» **Task to complete**:
Pick out every line in the items below that contains the word "window", counting only matches with the same case, and copy those lines.

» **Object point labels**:
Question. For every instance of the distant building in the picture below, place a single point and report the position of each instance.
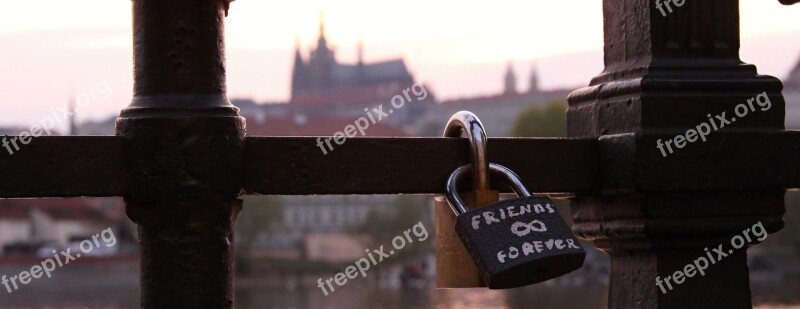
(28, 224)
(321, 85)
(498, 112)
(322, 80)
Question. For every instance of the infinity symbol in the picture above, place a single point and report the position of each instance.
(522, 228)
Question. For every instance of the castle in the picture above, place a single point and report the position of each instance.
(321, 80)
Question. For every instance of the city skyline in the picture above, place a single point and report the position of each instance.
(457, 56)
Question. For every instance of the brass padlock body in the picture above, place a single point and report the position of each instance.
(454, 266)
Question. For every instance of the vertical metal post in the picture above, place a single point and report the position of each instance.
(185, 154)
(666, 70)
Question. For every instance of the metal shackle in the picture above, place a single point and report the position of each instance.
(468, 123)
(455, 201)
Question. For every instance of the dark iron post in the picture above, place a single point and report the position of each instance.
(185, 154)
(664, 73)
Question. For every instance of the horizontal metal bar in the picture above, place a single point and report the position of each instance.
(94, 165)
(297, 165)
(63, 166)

* * *

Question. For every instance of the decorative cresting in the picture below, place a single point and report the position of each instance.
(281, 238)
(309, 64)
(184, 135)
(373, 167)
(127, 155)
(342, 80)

* * *

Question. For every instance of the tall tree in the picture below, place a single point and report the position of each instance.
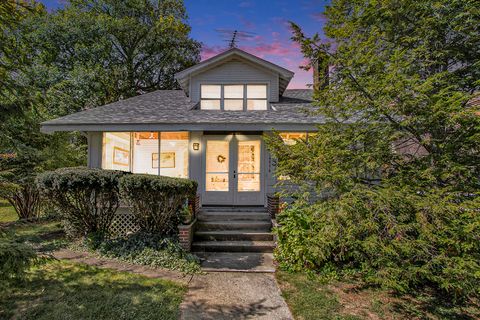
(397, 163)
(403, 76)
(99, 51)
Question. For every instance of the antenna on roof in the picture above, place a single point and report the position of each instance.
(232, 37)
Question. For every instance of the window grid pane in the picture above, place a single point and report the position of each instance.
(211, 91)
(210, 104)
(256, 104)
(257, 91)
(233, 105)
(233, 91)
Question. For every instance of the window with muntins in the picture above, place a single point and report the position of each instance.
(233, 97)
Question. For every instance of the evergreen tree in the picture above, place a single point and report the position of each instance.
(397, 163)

» **Exercise response**:
Question. For every instance of the window grid pane in the picture above, place a single point and report the position of each instance.
Question. For every instance of the window with muntins in the picture above, place a single point and report the position of each instance.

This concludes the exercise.